• **Exercise data**
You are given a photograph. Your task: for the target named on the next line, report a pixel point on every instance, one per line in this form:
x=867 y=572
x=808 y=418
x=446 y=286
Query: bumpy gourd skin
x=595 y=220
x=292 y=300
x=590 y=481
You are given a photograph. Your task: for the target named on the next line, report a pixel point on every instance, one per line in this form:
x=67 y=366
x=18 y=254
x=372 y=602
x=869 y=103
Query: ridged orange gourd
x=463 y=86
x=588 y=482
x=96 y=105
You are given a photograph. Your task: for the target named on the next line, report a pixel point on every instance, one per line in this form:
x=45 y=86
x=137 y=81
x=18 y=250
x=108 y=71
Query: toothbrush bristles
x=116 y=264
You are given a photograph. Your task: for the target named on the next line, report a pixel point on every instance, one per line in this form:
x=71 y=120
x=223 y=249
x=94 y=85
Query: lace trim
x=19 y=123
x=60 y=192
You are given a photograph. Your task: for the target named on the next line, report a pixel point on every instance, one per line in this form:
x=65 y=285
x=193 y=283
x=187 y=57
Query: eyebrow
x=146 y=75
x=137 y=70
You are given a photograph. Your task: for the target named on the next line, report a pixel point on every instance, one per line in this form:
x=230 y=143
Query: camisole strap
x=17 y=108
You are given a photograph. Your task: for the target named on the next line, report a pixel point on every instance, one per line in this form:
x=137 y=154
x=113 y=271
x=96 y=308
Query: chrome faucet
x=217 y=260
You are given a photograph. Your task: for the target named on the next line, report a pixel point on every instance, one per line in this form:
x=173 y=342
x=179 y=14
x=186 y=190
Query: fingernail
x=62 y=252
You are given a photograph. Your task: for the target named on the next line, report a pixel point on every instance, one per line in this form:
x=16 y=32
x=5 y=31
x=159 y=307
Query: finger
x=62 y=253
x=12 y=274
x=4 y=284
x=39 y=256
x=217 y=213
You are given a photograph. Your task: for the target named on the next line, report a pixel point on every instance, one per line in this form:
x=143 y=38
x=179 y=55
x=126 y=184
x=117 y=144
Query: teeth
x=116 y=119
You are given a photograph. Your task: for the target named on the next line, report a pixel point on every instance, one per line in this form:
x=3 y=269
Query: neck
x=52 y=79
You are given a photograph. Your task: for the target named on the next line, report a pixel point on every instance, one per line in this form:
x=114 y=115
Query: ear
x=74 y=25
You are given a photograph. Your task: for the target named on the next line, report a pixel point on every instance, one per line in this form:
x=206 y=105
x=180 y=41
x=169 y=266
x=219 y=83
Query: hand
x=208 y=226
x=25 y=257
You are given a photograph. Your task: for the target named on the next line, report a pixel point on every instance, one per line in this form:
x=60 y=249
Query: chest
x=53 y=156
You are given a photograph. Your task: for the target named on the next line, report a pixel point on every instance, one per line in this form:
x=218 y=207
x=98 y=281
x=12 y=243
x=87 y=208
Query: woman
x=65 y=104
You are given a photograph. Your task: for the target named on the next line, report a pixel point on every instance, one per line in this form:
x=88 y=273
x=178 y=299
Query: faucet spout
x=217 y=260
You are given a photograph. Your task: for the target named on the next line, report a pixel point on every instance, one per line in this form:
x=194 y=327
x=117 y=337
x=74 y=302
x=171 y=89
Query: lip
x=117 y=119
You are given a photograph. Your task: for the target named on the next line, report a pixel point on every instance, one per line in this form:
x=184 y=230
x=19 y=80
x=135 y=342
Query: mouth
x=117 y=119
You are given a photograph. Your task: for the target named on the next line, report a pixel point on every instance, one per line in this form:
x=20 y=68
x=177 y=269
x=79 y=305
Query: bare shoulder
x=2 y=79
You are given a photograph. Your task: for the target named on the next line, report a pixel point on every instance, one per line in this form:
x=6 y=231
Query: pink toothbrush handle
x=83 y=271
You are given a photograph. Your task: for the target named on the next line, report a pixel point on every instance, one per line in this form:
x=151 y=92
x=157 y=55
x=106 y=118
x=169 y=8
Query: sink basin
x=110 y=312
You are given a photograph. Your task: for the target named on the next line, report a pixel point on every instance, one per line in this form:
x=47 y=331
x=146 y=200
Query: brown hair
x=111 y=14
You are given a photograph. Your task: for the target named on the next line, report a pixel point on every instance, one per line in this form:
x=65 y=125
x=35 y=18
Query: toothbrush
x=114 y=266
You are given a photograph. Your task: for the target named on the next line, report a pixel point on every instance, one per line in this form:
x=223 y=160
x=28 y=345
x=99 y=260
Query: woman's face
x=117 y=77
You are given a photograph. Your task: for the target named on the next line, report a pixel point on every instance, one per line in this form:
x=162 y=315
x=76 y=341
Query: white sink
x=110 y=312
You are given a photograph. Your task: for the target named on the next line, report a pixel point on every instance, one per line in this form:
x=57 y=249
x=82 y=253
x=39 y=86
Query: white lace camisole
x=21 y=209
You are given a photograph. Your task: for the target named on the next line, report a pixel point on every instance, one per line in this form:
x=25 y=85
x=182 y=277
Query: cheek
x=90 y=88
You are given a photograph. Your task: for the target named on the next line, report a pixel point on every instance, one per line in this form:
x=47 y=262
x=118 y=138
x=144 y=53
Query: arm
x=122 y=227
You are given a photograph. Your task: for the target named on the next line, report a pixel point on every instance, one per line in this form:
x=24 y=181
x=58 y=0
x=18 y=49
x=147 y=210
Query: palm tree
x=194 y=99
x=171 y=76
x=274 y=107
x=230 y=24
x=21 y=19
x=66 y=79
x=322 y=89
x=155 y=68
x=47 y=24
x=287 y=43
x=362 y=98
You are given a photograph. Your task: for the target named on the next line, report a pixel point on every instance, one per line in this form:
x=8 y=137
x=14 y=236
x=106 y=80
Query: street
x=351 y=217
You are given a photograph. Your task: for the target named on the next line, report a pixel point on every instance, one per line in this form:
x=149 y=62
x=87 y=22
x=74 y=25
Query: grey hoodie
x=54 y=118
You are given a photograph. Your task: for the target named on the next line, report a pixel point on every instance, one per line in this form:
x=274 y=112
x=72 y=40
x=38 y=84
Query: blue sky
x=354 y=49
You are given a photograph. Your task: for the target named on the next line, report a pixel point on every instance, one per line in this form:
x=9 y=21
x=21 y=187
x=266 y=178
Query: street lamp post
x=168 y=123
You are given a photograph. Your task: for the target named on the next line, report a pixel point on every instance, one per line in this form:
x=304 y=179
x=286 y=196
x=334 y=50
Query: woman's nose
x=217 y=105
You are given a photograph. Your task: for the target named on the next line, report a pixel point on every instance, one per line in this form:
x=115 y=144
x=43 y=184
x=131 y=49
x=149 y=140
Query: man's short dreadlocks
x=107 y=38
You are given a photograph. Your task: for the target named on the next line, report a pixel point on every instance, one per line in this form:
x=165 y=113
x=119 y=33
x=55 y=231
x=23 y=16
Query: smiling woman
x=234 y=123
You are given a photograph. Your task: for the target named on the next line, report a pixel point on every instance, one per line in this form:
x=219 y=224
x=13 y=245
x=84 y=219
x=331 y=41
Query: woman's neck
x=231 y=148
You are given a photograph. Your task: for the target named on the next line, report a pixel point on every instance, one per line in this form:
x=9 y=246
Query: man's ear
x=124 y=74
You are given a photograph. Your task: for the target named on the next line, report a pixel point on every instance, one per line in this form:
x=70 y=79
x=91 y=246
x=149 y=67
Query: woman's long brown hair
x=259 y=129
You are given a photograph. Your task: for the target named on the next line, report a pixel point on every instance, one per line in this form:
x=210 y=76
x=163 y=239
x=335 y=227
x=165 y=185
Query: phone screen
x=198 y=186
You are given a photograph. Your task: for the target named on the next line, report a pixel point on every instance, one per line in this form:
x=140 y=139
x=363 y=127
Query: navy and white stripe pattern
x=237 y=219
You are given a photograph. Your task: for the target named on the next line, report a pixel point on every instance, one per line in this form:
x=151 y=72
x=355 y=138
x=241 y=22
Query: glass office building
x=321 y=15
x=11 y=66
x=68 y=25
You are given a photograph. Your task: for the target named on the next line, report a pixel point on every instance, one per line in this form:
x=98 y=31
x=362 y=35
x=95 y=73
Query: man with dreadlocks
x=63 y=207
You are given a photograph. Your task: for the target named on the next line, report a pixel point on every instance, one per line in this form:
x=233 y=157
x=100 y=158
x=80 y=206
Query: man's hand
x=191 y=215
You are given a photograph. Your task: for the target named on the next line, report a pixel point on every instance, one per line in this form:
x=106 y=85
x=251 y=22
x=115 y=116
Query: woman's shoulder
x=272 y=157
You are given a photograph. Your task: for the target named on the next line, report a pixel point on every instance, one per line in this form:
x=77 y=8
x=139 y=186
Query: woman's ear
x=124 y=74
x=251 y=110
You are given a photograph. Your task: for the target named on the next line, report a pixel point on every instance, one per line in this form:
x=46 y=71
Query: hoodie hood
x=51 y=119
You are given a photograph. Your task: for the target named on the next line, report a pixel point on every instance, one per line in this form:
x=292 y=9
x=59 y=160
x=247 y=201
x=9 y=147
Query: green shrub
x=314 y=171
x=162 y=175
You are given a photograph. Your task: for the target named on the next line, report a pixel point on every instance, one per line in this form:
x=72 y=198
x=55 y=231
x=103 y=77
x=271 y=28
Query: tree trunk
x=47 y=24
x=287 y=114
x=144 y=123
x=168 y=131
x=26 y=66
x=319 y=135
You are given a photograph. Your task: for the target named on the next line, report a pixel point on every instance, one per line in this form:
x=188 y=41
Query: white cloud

• **Action item**
Return, line for line and unchanged, the data from its first line through the line containing "x=159 y=307".

• **Task answer**
You are given a photograph. Your task: for the target named on the next line, report a pixel point on every instance, one per line in this form:
x=867 y=572
x=808 y=418
x=446 y=286
Query: bumpy gourd skin
x=595 y=220
x=292 y=300
x=590 y=481
You are given a photograph. Your task: for the target named on the next line, report a pixel point on every instance, one per line in this form:
x=67 y=366
x=18 y=254
x=372 y=602
x=869 y=103
Query: ridged orange gourd
x=463 y=86
x=588 y=482
x=96 y=105
You are given a photograph. Your task: for the target named on the next line, report a pixel point on every instance, one per line in this form:
x=45 y=86
x=137 y=81
x=18 y=250
x=108 y=71
Query: toothbrush bristles
x=116 y=264
You are given a photograph. Your task: for the target named on the next line, report a pixel point on every instance, one per line in this form:
x=71 y=120
x=223 y=249
x=94 y=85
Query: lace trim
x=19 y=123
x=60 y=192
You are given a photograph. Your task: for the target named on the next line, report a pixel point on every instance, one per line in this form:
x=65 y=285
x=193 y=283
x=187 y=57
Query: eyebrow
x=146 y=75
x=137 y=70
You are given a photograph. Your task: for the target named on the next line, report a pixel point on every instance, one per line in this form:
x=230 y=143
Query: camisole strap
x=17 y=108
You are given a photograph. Your task: for the target named on the next line, report a pixel point on every instance, one per line in this form:
x=137 y=154
x=113 y=271
x=96 y=308
Query: chrome faucet
x=217 y=260
You are given a photograph. Your task: for the target named on the next line, report a pixel point on every instance, one per line in this form:
x=173 y=342
x=179 y=14
x=186 y=190
Query: fingernail
x=62 y=252
You are given a photograph. Your task: for the target named on the next line, report a pixel point on every instance, one per line in this form:
x=16 y=32
x=5 y=31
x=159 y=307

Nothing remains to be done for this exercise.